What to work on
If a line of the records contains the string "this", copy it out.

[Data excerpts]
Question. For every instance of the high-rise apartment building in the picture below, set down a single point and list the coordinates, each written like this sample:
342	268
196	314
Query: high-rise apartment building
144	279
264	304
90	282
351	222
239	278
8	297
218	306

==

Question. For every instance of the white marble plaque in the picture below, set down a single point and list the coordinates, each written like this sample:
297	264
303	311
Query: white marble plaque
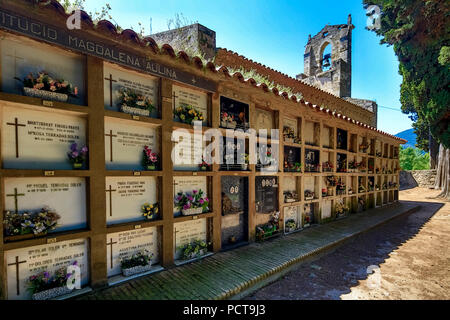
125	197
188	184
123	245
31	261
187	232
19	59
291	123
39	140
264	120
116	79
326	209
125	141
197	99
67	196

Written answer
Question. For every instance of the high-rise apartment building in the picture below, set down a single point and list the coordinates, each written like this sample:
Question. For every instance of the white marble plaque in the picture below, set down a single point and list the coordinates, each written like this sample:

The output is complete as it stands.